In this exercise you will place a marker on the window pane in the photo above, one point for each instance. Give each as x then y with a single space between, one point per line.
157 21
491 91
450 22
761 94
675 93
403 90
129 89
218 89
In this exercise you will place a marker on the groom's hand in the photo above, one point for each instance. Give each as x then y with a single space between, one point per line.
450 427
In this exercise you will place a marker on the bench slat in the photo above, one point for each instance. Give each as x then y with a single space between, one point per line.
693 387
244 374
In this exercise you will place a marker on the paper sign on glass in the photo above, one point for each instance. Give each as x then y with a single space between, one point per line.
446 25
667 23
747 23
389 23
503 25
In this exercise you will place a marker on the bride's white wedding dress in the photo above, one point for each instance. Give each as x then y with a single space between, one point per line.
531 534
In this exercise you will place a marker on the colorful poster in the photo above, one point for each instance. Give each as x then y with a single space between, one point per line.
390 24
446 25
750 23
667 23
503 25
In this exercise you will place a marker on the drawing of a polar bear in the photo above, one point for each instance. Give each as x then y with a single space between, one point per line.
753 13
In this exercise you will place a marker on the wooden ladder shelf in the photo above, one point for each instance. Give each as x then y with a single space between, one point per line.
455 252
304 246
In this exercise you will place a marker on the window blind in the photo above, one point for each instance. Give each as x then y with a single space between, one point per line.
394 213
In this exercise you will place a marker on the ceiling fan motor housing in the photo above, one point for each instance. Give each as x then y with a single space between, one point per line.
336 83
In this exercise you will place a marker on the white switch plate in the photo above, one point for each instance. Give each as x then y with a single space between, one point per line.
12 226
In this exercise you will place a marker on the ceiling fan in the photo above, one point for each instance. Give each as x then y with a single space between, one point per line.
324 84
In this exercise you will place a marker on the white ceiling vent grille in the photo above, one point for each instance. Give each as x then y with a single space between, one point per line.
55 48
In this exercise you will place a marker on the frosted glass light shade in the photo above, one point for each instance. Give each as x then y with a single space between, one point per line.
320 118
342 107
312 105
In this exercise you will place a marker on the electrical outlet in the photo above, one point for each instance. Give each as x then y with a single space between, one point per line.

____

Lay out the stretch of the entries above, from the line containing "ceiling fan motor" through the end of the entries, as a JSON list of strings with one string per line and blank lines left out.

*RESULT BELOW:*
[
  "In this exercise you will place a marker on the ceiling fan motor housing in the photo above, one point for each instance. Give each as x then y with a single space between, one point per line.",
  "336 83",
  "In this exercise you will place a marker on the white switch plate in the photo above, one point for each instance. Give each as x then y with a single space between, one point per line.",
  "12 226",
  "In this exercise you will place a marker on the ceiling fan in the photo above, one point for each instance. Give each as x then y with a single space between, one point per line.",
  "324 84",
  "In this exercise you will place a marker on the white ceiling vent grille in the photo above, one point for each instance. Give each as x then y with a single space between, one point per line.",
  "55 48",
  "In this exercise you will place a marker on the frosted glass light shade in the photo above, one point for each instance. Give each as x then y with a single space between, one point per line.",
  "320 118",
  "342 107",
  "312 105",
  "In this exercise you will place a marker on the electrical outlet in the photo above, one point for each instance. Give each as x then y with a single space between, one point per line."
]